§ INSTRUCTIONS FOR THE TASK
Lines before the one containing "Annotation guideline: for every instance of the black leather" are left out; copy that line and every later line through the end of the data exactly.

* BEGIN INPUT RECORDS *

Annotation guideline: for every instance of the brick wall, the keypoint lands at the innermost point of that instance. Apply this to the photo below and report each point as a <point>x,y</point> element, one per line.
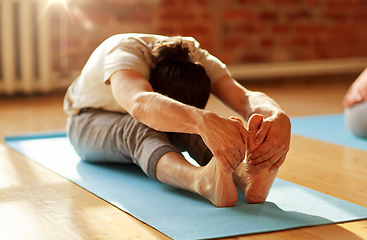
<point>236,31</point>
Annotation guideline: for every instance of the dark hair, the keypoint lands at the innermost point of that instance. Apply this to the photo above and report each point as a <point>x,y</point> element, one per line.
<point>176,76</point>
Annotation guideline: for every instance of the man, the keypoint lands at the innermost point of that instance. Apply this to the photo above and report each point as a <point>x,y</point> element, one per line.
<point>355,105</point>
<point>121,111</point>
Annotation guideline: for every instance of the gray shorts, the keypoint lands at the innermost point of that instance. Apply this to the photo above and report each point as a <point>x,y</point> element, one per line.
<point>101,136</point>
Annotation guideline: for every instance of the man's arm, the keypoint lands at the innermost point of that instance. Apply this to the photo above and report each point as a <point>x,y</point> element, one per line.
<point>357,92</point>
<point>274,133</point>
<point>226,138</point>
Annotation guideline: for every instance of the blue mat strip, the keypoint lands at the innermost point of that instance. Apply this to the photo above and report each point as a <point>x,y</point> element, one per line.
<point>180,214</point>
<point>328,128</point>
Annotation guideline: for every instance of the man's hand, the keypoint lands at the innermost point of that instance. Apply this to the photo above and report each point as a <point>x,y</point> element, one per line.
<point>274,136</point>
<point>227,139</point>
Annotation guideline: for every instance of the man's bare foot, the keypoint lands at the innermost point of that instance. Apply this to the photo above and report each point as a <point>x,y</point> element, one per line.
<point>254,183</point>
<point>217,185</point>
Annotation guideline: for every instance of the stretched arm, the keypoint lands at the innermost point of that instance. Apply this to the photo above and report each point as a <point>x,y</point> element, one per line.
<point>226,138</point>
<point>274,134</point>
<point>357,92</point>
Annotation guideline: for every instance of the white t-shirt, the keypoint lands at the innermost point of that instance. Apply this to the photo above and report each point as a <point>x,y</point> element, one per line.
<point>125,51</point>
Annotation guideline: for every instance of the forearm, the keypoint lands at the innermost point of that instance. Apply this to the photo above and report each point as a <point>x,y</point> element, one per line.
<point>244,101</point>
<point>165,114</point>
<point>260,103</point>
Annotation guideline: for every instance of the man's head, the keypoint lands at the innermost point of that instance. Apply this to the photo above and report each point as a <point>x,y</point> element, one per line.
<point>175,76</point>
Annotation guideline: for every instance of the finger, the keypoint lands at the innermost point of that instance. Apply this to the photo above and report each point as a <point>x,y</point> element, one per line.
<point>259,154</point>
<point>224,163</point>
<point>232,160</point>
<point>263,131</point>
<point>269,162</point>
<point>277,165</point>
<point>236,119</point>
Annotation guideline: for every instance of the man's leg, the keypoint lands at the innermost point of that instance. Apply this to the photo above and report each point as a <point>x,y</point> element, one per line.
<point>101,136</point>
<point>254,183</point>
<point>210,181</point>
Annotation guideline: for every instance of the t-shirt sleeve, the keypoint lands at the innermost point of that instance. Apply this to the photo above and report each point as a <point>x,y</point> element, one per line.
<point>119,59</point>
<point>214,68</point>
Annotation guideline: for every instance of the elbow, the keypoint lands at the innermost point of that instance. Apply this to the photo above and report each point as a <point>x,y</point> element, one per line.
<point>138,107</point>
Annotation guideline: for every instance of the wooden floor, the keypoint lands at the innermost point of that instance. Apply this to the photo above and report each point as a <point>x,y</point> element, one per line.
<point>36,203</point>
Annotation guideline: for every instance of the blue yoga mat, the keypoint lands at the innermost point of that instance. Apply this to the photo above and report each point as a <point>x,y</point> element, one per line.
<point>328,128</point>
<point>180,214</point>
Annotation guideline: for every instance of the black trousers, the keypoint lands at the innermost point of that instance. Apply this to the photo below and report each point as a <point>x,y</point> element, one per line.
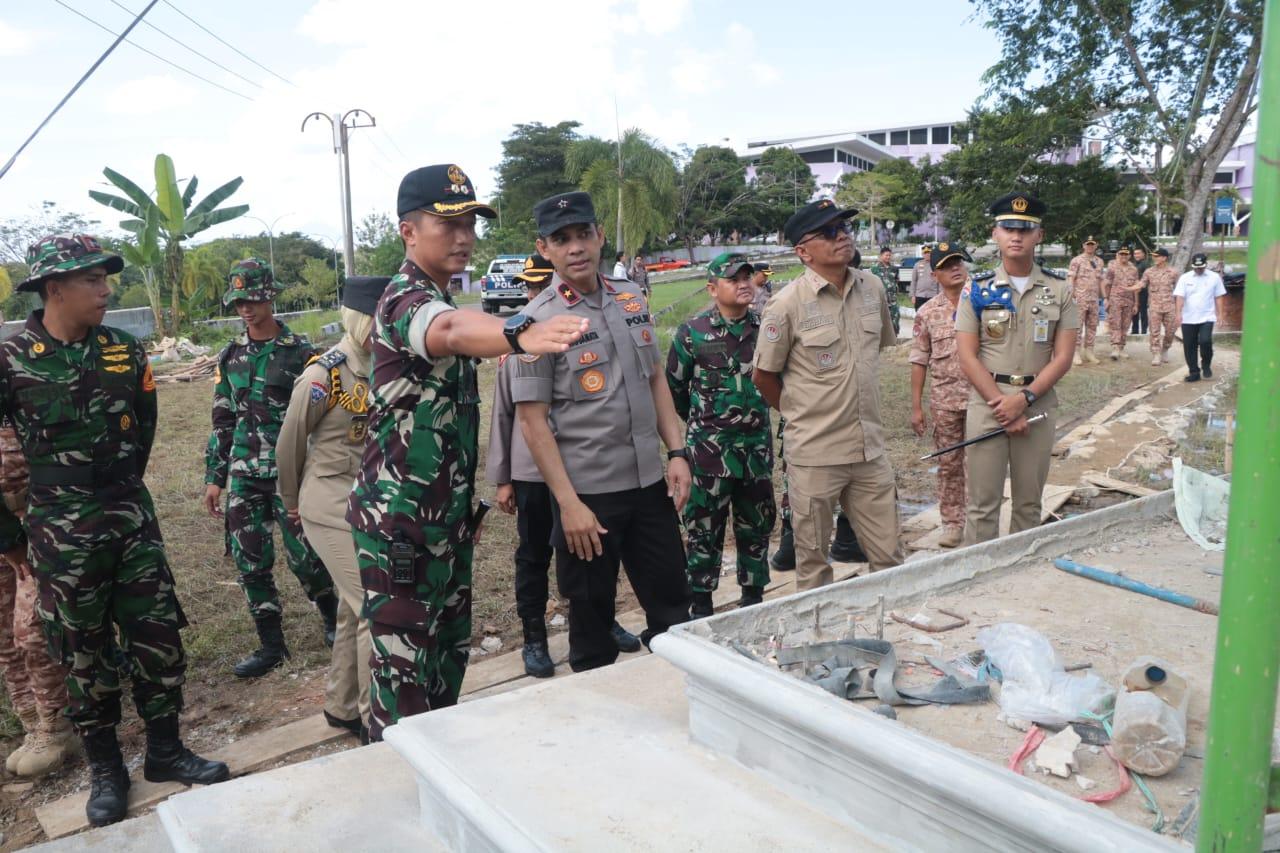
<point>1139,316</point>
<point>1198,341</point>
<point>534,523</point>
<point>644,537</point>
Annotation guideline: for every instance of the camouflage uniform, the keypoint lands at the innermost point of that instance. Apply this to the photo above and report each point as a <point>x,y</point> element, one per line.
<point>1161,306</point>
<point>36,683</point>
<point>933,346</point>
<point>888,274</point>
<point>86,416</point>
<point>251,393</point>
<point>411,509</point>
<point>731,450</point>
<point>1121,304</point>
<point>1086,274</point>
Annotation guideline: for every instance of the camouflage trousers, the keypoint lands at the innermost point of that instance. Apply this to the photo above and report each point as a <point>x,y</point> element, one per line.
<point>35,682</point>
<point>949,429</point>
<point>252,510</point>
<point>105,605</point>
<point>1088,309</point>
<point>420,632</point>
<point>705,518</point>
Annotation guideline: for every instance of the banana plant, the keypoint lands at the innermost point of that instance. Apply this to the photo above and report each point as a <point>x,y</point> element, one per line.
<point>176,218</point>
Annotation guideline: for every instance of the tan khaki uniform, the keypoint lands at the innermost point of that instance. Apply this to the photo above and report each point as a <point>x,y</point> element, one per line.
<point>318,455</point>
<point>1016,343</point>
<point>824,343</point>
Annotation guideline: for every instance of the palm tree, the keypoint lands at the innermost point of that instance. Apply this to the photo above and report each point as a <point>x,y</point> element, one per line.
<point>174,219</point>
<point>631,182</point>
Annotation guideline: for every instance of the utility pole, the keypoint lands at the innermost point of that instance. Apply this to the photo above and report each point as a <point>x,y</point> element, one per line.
<point>342,124</point>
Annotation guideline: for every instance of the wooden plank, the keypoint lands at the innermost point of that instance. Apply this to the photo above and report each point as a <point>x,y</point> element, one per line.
<point>67,815</point>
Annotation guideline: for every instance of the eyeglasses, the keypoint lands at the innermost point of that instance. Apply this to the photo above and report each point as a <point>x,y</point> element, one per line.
<point>830,231</point>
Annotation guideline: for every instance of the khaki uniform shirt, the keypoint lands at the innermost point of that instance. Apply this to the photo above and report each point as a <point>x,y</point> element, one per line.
<point>602,407</point>
<point>323,436</point>
<point>826,346</point>
<point>1019,342</point>
<point>508,459</point>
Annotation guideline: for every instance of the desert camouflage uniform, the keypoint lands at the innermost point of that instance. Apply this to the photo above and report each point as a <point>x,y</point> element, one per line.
<point>36,683</point>
<point>1121,304</point>
<point>1086,274</point>
<point>935,347</point>
<point>1161,306</point>
<point>251,393</point>
<point>730,446</point>
<point>411,510</point>
<point>86,416</point>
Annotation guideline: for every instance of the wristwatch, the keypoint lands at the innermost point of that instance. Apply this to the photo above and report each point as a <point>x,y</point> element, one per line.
<point>513,328</point>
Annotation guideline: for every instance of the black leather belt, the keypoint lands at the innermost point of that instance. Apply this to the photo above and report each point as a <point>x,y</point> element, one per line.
<point>86,475</point>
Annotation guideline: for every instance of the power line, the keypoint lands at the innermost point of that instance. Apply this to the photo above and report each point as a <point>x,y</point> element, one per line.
<point>76,87</point>
<point>178,41</point>
<point>167,62</point>
<point>227,42</point>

* END INPUT RECORDS *

§ EXERCISE SOLUTION
Annotation guideline: for every instance of the black leather belt, the keypoint lands at the innermost point of that instance. Apply this to the photo above and report each point as a <point>x,y</point> element, one per line.
<point>86,475</point>
Annotation guideline: for every instance of the power line, the keypoint lands at the innermost point of that instance. Apply this to the photo above and report each point as a <point>x,y</point> element, one per line.
<point>76,87</point>
<point>178,41</point>
<point>167,62</point>
<point>227,42</point>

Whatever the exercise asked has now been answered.